> **YOUR GOAL**: An exact transcription is needed of the lines below from the one with "One marker per instance, like [514,366]." through the one with "One marker per instance, like [2,297].", with no other lines and no pictures.

> **RECORDED INFORMATION**:
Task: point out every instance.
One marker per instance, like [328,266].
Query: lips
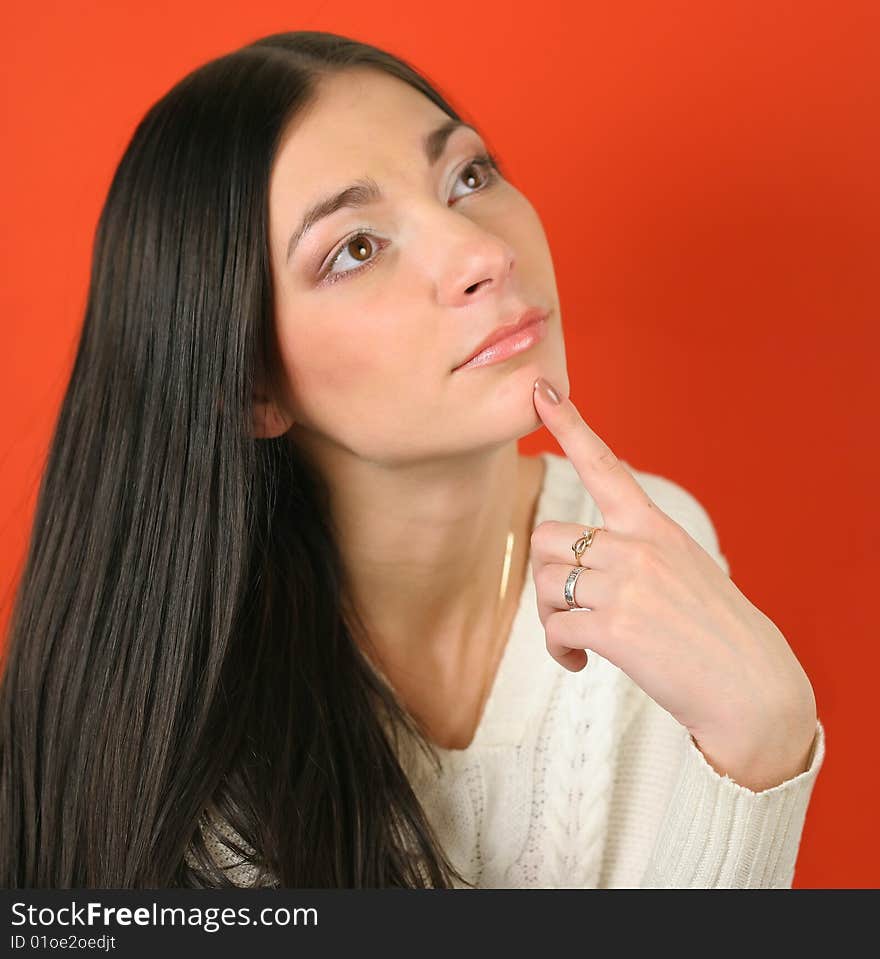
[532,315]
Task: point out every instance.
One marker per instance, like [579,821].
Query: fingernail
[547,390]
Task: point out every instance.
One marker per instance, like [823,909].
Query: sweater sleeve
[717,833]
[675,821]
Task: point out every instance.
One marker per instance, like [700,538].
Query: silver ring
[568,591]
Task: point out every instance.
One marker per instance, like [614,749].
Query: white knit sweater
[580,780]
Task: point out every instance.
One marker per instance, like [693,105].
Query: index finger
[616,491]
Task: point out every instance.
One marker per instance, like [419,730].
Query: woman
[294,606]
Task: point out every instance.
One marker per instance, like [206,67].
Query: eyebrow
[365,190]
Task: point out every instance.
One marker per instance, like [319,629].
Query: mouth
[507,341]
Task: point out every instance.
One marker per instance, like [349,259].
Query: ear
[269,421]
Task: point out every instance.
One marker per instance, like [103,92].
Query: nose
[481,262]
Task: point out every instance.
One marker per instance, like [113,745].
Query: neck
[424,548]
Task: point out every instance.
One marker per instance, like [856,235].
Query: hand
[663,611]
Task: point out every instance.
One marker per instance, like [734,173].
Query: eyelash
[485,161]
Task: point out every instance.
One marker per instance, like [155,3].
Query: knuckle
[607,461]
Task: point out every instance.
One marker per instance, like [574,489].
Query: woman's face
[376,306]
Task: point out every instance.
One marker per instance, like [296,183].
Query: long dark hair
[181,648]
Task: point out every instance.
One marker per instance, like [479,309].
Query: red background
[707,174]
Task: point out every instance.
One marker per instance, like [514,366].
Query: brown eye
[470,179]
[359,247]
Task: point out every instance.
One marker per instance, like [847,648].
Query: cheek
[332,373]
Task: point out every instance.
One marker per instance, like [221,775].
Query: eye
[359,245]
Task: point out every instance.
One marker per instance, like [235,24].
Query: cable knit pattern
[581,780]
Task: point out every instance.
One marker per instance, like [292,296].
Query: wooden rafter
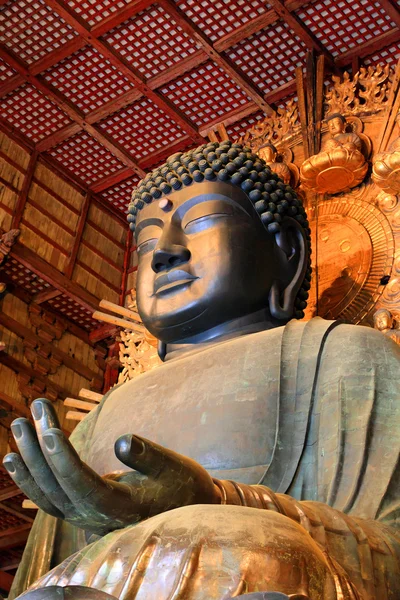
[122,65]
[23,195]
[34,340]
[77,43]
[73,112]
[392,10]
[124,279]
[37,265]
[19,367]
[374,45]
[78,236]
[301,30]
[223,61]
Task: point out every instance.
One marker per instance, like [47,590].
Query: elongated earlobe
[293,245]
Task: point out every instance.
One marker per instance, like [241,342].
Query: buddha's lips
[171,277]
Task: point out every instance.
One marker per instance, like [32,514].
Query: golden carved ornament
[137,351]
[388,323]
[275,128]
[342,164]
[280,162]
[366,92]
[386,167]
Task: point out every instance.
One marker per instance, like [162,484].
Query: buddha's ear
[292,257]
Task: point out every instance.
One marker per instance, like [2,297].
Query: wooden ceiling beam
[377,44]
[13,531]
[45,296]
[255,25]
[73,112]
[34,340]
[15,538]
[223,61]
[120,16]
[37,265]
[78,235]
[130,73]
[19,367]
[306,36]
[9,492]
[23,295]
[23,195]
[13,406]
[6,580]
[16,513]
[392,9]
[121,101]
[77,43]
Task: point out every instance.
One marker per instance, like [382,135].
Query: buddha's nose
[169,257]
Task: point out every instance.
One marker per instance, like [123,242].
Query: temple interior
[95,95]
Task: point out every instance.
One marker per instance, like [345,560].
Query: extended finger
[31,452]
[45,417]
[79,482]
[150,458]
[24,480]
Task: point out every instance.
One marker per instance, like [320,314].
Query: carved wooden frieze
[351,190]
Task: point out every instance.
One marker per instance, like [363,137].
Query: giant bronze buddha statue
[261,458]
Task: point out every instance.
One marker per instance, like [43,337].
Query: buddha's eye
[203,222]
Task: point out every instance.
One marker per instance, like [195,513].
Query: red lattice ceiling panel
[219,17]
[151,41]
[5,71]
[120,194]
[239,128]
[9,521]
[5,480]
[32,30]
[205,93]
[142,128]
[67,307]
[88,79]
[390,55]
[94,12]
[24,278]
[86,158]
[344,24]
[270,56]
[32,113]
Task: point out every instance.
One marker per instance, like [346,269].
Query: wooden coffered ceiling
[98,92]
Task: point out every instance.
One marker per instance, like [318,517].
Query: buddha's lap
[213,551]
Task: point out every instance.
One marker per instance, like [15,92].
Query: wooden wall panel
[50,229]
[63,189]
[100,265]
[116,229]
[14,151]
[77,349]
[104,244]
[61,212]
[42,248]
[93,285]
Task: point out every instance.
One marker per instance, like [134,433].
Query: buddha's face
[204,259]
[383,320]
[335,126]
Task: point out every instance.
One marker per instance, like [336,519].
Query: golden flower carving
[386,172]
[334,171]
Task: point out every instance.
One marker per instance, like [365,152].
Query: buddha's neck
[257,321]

> **RESULT FOR THIS EXERCISE**:
One marker per instance, like [514,366].
Query: brown eye
[470,179]
[359,247]
Task: point out every instance.
One marker per instance, like [847,648].
Query: cheek
[332,373]
Task: point out every instance.
One marker per instance, like [221,775].
Query: eye
[359,245]
Task: point out every instance.
One marker per instance, like [235,24].
Query: cable knit pattern
[581,780]
Task: point out every instance.
One marker per instance, like [292,296].
Query: wooden rafter
[122,65]
[23,195]
[34,340]
[77,43]
[73,112]
[392,10]
[124,279]
[37,265]
[19,367]
[374,45]
[78,236]
[301,30]
[223,61]
Task: point out every instance.
One marker per instance, like [47,590].
Query: elongated earlobe
[293,245]
Task: point out every instance.
One marker per instance, like [241,342].
Query: buddha's lips
[171,277]
Task: point out every instance.
One marker per instance, like [32,514].
Query: golden carved ornament
[137,351]
[388,323]
[275,128]
[342,164]
[280,162]
[366,92]
[386,167]
Task: point out every instance.
One marker per instance, like [162,484].
Query: buddha's ear
[292,257]
Task: point out every instance.
One marker per instance, like [2,297].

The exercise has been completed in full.